Selected text:
An accurate, low-latency Spark Streaming Dataset ML cuisine classifier pipeline for a recipe dataset provided by Yummly.com
For a full discussion and analysis, see the online report. Alternatively, download the report and view it in your browser
- If using prebuilt .jar:
- Java
- If building from source:
- Scala 2.11.8
- Spark 2.4.2
- Hadoop 2.7.3
- sbt (see build.sbt for dependencies)
Prebuilt .jar targets Scala 2.11.8, Spark 2.4.2, Hadoop 2.7.3, and assumes running on a distributed cloud instance. Uncomment line 20 in CuisinePipeline.scala & build for local usage
See Yummly Dataset Schema for assumed input.json data schema (alternatively see the included train.json sample)

Given information:
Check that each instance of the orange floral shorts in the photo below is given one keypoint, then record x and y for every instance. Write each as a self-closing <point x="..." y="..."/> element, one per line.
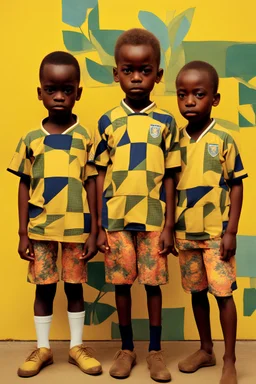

Given problem 1: Reproduce the stretch of the cuisine classifier notes from "An accurate, low-latency" through "included train.json sample)".
Given problem 2: Per the cuisine classifier notes, which line in CuisinePipeline.scala should be uncommented for local usage?

Output 1:
An accurate, low-latency Spark Streaming Dataset ML cuisine classifier pipeline for a recipe dataset provided by Yummly.com
For a full discussion and analysis, see the online report. Alternatively, download the report and view it in your browser
- If using prebuilt .jar:
- Java
- If building from source:
- Scala 2.11.8
- Spark 2.4.2
- Hadoop 2.7.3
- sbt (see build.sbt for dependencies)
Prebuilt .jar targets Scala 2.11.8, Spark 2.4.2, Hadoop 2.7.3, and assumes running on a distributed cloud instance. Uncomment line 20 in CuisinePipeline.scala & build for local usage
See Yummly Dataset Schema for assumed input.json data schema (alternatively see the included train.json sample)

Output 2: Line 20.